#### Dataset excerpts:
##########
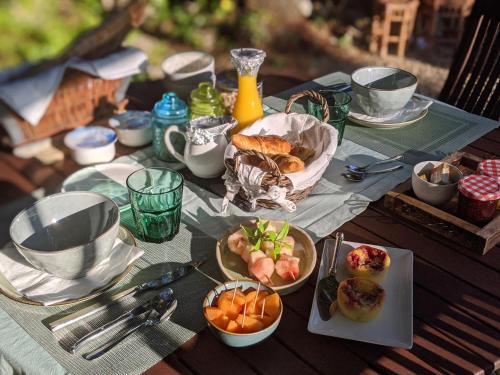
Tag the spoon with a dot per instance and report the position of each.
(360, 176)
(364, 168)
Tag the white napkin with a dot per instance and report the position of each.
(412, 109)
(48, 289)
(30, 97)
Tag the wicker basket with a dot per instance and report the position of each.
(79, 99)
(274, 177)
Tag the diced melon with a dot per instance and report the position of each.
(233, 327)
(249, 324)
(239, 296)
(272, 306)
(230, 309)
(267, 320)
(254, 301)
(221, 321)
(213, 313)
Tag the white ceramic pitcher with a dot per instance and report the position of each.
(206, 141)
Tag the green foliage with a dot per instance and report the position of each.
(34, 29)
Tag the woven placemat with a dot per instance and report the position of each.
(148, 346)
(444, 130)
##########
#### WHAT YOU ARE ASKED TO DO:
Every line above should be duplicated exactly; the pictures are to be left out.

#### REPLY TO THE EXERCISE:
Tag the spoon with a dot per instance and report the position of each.
(360, 176)
(364, 168)
Tag the white napkin with a dot per instance and report the position of each.
(412, 109)
(48, 289)
(30, 97)
Tag the wicker basket with a dot per instance and report the position of each.
(79, 99)
(274, 177)
Tag the diced melon with a dot per instance and report the position of each.
(233, 327)
(249, 324)
(239, 296)
(272, 306)
(230, 309)
(267, 320)
(254, 301)
(221, 321)
(213, 313)
Tag the white ceramic pitcher with a dot per instance and report the position of each.
(206, 141)
Tag the green foliage with a dot per instance and report the position of each.
(34, 29)
Tag the woven placemat with a dot per instance and report the position of each.
(148, 346)
(444, 130)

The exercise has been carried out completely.